__Written request__.
Skip every line before the one containing "The component shall place one marker per instance of the seated", then copy that line and the rest of the entries below exactly, through the last line.

__Supplied entries__.
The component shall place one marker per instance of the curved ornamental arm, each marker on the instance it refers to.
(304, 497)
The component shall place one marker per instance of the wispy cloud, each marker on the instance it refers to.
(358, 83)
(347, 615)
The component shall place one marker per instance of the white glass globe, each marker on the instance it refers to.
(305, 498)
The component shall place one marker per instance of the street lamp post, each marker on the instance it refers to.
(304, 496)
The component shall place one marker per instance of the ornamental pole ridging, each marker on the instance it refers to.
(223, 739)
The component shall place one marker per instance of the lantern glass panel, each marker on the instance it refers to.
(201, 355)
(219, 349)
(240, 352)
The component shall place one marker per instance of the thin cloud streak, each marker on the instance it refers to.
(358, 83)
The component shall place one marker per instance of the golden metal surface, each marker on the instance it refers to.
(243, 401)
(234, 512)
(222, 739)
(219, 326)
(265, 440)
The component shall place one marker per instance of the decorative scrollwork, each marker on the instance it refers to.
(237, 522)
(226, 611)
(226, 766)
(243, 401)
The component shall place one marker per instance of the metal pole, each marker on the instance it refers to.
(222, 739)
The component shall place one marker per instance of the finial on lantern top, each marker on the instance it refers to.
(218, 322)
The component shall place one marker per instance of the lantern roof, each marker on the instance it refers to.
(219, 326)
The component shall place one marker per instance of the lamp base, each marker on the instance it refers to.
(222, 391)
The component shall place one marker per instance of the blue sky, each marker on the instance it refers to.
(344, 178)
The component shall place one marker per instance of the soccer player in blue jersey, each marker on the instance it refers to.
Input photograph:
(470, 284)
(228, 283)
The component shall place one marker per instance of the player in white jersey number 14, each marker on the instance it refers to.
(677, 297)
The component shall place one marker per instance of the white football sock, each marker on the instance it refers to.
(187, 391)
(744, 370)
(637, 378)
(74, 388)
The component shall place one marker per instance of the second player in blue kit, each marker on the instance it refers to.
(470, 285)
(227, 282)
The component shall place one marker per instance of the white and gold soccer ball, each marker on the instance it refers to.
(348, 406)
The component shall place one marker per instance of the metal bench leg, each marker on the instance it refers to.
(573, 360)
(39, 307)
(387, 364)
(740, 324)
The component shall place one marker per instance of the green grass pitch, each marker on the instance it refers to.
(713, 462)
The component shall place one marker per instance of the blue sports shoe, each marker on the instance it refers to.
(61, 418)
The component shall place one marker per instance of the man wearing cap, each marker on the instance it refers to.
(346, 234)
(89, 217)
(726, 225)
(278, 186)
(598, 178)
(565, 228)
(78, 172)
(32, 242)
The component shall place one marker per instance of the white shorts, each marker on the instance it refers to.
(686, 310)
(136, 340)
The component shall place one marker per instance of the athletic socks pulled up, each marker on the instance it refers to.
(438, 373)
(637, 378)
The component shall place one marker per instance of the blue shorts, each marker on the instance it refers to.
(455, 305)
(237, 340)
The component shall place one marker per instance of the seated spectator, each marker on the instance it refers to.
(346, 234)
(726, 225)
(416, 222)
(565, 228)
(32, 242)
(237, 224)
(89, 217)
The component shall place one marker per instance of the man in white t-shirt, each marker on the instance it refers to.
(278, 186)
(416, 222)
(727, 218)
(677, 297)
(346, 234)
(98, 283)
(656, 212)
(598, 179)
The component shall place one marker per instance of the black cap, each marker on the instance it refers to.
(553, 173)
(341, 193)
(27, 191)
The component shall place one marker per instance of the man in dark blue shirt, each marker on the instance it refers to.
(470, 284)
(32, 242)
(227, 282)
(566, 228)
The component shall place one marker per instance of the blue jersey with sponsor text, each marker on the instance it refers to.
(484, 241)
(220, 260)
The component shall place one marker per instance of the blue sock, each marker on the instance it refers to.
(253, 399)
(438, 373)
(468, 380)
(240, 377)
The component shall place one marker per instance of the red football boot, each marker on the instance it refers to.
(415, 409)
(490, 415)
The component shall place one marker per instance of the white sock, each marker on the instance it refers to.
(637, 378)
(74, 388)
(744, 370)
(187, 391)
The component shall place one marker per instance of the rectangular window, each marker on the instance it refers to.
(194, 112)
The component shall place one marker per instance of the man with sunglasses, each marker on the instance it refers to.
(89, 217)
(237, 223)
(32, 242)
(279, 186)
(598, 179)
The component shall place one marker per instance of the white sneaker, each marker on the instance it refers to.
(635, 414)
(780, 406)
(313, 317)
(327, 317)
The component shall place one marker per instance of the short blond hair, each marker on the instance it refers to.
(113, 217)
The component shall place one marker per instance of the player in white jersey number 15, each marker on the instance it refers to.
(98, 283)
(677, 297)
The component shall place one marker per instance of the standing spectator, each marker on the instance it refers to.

__The response__.
The component shall place one marker per instance of the seated spectator, each marker on the instance it refers to.
(346, 234)
(726, 225)
(416, 222)
(565, 228)
(32, 242)
(237, 224)
(89, 217)
The component shall place one marker per instance of the man in white t-shirt, each marker on the instance it refers to.
(278, 186)
(416, 222)
(727, 218)
(677, 297)
(346, 234)
(98, 283)
(656, 212)
(598, 179)
The component shall place one marker per instance of the black cap, each marker on the instance it refers to.
(553, 173)
(341, 193)
(27, 191)
The component shall place one marker per instance of the man in dark blue shirt, each marker on the instance it refers to.
(470, 284)
(32, 242)
(227, 282)
(566, 228)
The component shall place one marker per instance of the blue jersey with sponsor text, each marker on the instance it refers to.
(484, 241)
(220, 260)
The component shall place one marker per instance of the blue sock, each marker on the instance it refers to.
(253, 399)
(438, 373)
(468, 380)
(240, 377)
The component shall place one marker per instance of the red football boot, each marker on the instance it refers to.
(415, 409)
(490, 415)
The component shall place one marker per instance of the white sock, each marker on the instance it refers to.
(637, 378)
(74, 388)
(744, 370)
(187, 391)
The component shall place one marker per instance of the rectangular window, each marker on the instance it refers to.
(194, 112)
The component shall place one marker per instance of the man with sunglasses, each marker on the instance it refers to.
(89, 217)
(237, 223)
(32, 242)
(279, 186)
(598, 179)
The component shall place one marker per instance of the white sneaker, each marker on the instance it refers to.
(635, 414)
(780, 406)
(313, 317)
(327, 317)
The component shall place one marker per instance of the short blond hair, each marker on the instance it refers to.
(113, 217)
The component shall place one marker per instance of the player in white jersey number 15, each marker on the instance it refers to.
(98, 283)
(677, 297)
The component shall place one marker per instance of the standing spectator, each marker on the instance it refers to.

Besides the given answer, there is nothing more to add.